- **How to complete this task**:
So long as no pictures are carried over, output the records below exactly.

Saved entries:
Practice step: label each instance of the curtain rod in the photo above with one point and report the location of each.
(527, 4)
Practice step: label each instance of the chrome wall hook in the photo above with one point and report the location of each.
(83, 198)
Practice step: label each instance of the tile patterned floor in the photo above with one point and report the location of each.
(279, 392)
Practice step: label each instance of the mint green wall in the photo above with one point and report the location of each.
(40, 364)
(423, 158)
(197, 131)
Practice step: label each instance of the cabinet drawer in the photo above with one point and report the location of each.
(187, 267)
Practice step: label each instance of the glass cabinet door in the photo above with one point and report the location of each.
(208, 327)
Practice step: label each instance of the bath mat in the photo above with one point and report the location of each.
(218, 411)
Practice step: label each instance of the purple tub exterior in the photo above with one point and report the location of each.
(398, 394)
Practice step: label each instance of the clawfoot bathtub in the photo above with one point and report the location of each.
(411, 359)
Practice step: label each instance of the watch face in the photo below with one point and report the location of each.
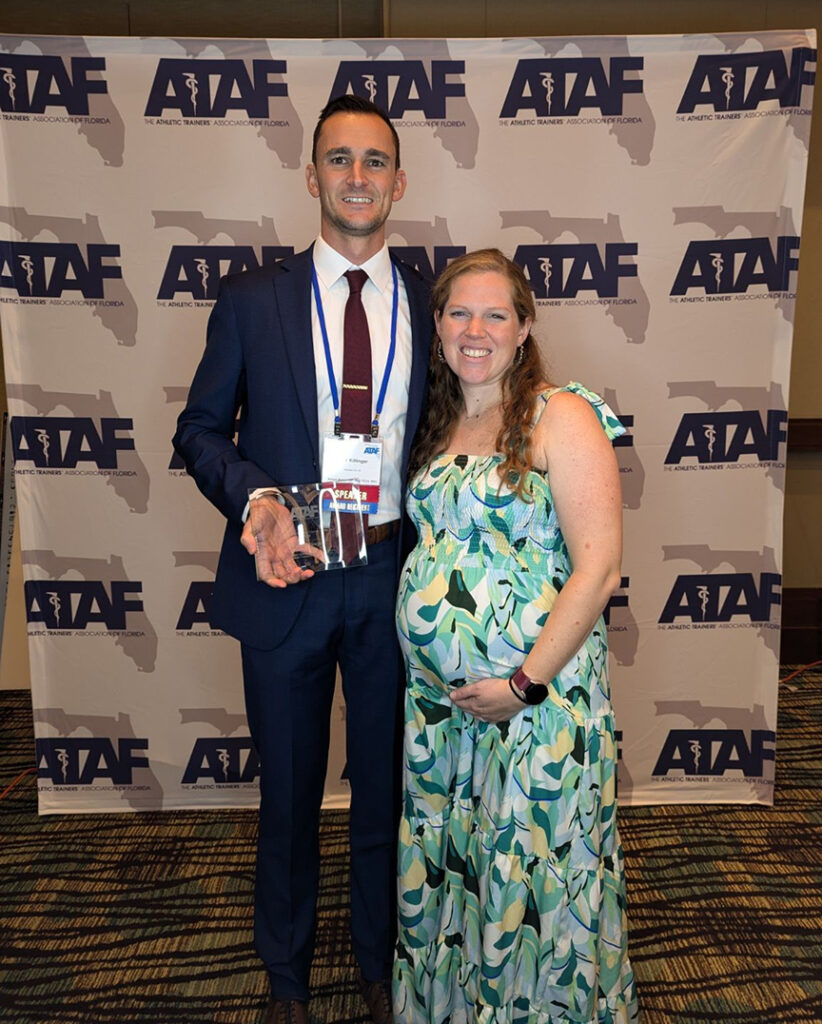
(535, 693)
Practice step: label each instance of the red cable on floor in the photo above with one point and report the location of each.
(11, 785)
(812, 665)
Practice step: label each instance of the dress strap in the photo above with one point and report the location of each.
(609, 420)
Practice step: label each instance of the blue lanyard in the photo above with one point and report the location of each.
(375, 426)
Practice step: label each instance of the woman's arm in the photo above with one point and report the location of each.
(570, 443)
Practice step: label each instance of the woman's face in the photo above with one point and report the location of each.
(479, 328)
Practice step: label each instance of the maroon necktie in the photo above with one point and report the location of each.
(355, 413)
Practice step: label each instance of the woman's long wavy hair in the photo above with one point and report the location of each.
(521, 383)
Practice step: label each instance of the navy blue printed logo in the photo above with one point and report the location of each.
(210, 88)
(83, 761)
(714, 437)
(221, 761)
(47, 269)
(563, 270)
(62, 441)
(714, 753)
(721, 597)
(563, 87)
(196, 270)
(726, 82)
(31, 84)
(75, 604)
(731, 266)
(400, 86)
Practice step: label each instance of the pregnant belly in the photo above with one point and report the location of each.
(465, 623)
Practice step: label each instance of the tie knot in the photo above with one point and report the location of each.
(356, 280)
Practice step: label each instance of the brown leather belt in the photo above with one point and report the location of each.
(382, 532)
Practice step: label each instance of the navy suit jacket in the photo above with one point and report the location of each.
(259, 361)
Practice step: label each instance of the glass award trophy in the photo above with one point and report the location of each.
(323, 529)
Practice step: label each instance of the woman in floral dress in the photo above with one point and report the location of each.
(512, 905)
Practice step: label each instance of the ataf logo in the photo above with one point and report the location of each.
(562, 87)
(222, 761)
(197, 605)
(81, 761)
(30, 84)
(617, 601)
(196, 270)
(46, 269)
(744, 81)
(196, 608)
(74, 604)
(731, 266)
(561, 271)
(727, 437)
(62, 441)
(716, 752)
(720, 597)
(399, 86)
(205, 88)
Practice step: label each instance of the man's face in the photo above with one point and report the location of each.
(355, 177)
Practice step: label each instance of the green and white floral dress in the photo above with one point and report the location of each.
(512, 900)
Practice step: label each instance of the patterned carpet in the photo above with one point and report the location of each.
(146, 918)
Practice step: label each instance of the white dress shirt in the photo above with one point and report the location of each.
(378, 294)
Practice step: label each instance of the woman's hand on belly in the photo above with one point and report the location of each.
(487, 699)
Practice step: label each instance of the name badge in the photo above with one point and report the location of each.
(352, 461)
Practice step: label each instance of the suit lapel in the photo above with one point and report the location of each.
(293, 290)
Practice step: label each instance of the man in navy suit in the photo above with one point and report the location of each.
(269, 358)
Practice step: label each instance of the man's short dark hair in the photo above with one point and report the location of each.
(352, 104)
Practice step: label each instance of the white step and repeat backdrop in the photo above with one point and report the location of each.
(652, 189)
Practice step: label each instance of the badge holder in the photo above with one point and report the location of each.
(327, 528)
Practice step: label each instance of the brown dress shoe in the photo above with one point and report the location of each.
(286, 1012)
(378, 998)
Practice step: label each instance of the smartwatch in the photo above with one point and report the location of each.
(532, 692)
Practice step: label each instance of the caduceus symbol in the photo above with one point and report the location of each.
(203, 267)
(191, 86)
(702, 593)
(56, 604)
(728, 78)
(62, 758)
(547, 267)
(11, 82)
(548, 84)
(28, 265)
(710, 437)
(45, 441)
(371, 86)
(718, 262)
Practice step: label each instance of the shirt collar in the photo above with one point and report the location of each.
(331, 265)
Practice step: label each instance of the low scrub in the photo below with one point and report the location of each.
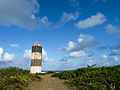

- **Answer box**:
Practice step: label each instance of the curtain rod in the photo above with one point and report the location of each.
(527, 4)
Practice step: label each instance of the chrome wall hook in the photo above with one point and report the location of each.
(83, 198)
Practice step: label each instance of the tile patterned floor in the photo above with one point and report the location of each.
(279, 392)
Practice step: label each instance of the mint green wall in the photo above with one point and report the location of each.
(40, 364)
(423, 158)
(197, 131)
Practice step: label each instance of the cabinet drawer in the photo above with one point and report the location of each.
(187, 267)
Practice step: label each instance of the glass cabinet door in the photo above with one point and report the location of each.
(208, 327)
Practice step: label each instance of the bath mat in the photo above with one point and report the location of each.
(218, 411)
Practice step: label each instance of the purple tub exterior in the photo above with one point and report the location of each.
(398, 394)
Practice step: label each instance of the clawfoot bathtub in the photo above with one point and report the location of each.
(411, 359)
Practice step: label each instance of the watch face in the photo below with one point and report the location of each.
(535, 693)
Practice step: label each instance of the red cable on floor in the photo above with one point and report the location of each.
(11, 785)
(812, 665)
Practice step: label each instance of the dress strap in the photo above with one point and report the location of each.
(609, 420)
Practice step: label each instance of the blue lanyard in the photo above with one point and report the location of each.
(375, 426)
Practice step: label each instance of the woman's arm in the photo above with one point and report the location of each.
(570, 443)
Practice step: label each instance of the woman's face in the photo above with one point and report the location of each.
(479, 328)
Practice step: label each instance of the maroon necktie in the photo above with one point and report the location of each.
(355, 413)
Practice step: label each instance of the woman's long wavy hair in the photo above with one point and report the location of each.
(521, 383)
Practice step: label each instance of the navy blue printed logo in the photo above with one point and report the location of each.
(210, 88)
(83, 761)
(714, 437)
(221, 761)
(47, 269)
(563, 270)
(62, 441)
(714, 753)
(721, 597)
(563, 87)
(196, 270)
(726, 82)
(31, 84)
(75, 604)
(731, 266)
(400, 86)
Practice step: label each instance of the pregnant belly in the photo above with one point and report the location of each.
(465, 623)
Practice step: label each instance of the tie knot in the photo above with one point and report the location of each.
(356, 280)
Practice step: label each instance of the brown leather belt in the photo above with one point and report the location of each.
(382, 532)
Practice step: label each instance of the navy suit jacket in the photo above with one point and report the location of each.
(259, 361)
Practice step: label each instance of the glass award trophy in the photo above with one point and report the location of each.
(323, 529)
Practice step: label each instance of the woman in floral dress in the photo above with one point and report the location of each.
(512, 905)
Practice step: label each instance of the ataf logo in the photo above with one point and report the location of each.
(562, 87)
(222, 761)
(197, 605)
(81, 761)
(30, 84)
(617, 601)
(196, 270)
(46, 269)
(744, 81)
(196, 608)
(74, 604)
(731, 266)
(561, 271)
(727, 437)
(62, 441)
(716, 752)
(720, 597)
(399, 86)
(205, 88)
Practice step: label each instance of the man's face in the photo above with one point and report the location of each.
(355, 177)
Practice step: label each instance of the green and white floral dress in the photo above with one point and report the location of each.
(512, 900)
Practice step: label each instance of the patterned carpet in the photo above with one point and report the location of each.
(146, 918)
Practice step: label each instance of the white dress shirt in the photo above with one point and report the location of each.
(378, 294)
Practice step: label each instance of the woman's hand on belly in the photo above with one point and report the location of each.
(487, 699)
Practice step: label each instance of the name badge in the photo above with one point and report the location of each.
(352, 461)
Practice step: label each instance of the suit lapel in the photo above with one point and report the location of each.
(293, 290)
Practice step: label each instance of the man in navy suit in the photo above with one point and report the location of each.
(269, 358)
Practice step: label each instance of the man's short dark hair in the photo above with one point and report the location of each.
(352, 104)
Practice step: label each instance of the white step and repeat backdrop in the photo above with one point and report the location of each.
(652, 189)
Practice step: label each instance of the badge holder in the photo above with one point and report the location of each.
(327, 528)
Practice step: label each instance of the brown dress shoe in the photo above with one point and report the location of each.
(286, 1012)
(378, 998)
Practice step: label each instance of the smartwatch in the photo above with one point and report the location of each.
(532, 692)
Practice step: label each instance of the caduceus symbol in the photo above with one point and report the location of each.
(203, 267)
(191, 86)
(702, 593)
(56, 604)
(728, 78)
(62, 758)
(547, 267)
(11, 82)
(548, 84)
(28, 265)
(710, 437)
(45, 441)
(371, 86)
(718, 262)
Practice step: label each instance of the shirt collar in the photo above with one point and report the location of each.
(331, 265)
Practice step: label each instance of the low scrub in the photo below with one point and report the location of each.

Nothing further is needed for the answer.